■ Excerpted text:
▽

When we mentioned that beta-alanine is a non-essential amino acid, it means that the body can produce it intrinsically. However, researchers found that women, vegetarians, and vegans are particularly susceptible to carnosine deficiency. This predisposition increases dramatically with age.
The easiest way to supply yourself with beta-alanine is by taking supplements.
While your body may be able to produce decent amounts of creatine, many individuals could benefit further from supplementation. In fact, creatine supplements are routinely taken in different gyms and workout centers.
This naturally occurring amino acid is mainly found in seafood, poultry, and red meat. As a result, vegans and vegetarians tend to have lower stores of creatine in their muscles.
Research highlights that supplying vegans with creatine lead to benefits due to the borderline deficiency in these individuals.
In one study, scientists concluded that creatine supplements increase the low stores of this amino acid in vegans and vegetarians, which leads to:
- Optimised use of fatty acids for energy production
- Increased physical strength during workouts
- Increased lean tissue (muscle) gains
Generally speaking, unwashed organic produce (e.g., nori, spirulina, chlorella, mushrooms grown in B12-rich soils, nutritional yeast) contains vitamin B12.

△

[Stored lines]
▽

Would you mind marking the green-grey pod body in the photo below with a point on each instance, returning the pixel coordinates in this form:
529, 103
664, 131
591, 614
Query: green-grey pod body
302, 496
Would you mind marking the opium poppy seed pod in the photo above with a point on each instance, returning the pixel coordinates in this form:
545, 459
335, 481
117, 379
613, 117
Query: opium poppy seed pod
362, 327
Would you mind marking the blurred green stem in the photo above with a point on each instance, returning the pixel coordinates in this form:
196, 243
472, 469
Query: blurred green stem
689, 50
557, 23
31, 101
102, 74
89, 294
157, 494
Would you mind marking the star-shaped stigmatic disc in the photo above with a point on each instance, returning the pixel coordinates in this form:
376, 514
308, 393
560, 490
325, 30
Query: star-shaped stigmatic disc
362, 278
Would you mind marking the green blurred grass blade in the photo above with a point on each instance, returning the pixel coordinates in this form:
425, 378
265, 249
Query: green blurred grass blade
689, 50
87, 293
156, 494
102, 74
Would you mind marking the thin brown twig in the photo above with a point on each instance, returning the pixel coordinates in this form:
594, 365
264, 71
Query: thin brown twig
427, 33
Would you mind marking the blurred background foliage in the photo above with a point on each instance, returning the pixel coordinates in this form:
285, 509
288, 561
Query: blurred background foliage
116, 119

△

■ Work request A: According to the supplement excerpt, which groups are particularly susceptible to carnosine deficiency?
■ Work request B: Extract the portion of the supplement excerpt from "The easiest way" to "and workout centers.", copying it word for word.

■ Answer box A: Women, vegetarians, and vegans.

■ Answer box B:
The easiest way to supply yourself with beta-alanine is by taking supplements.
While your body may be able to produce decent amounts of creatine, many individuals could benefit further from supplementation. In fact, creatine supplements are routinely taken in different gyms and workout centers.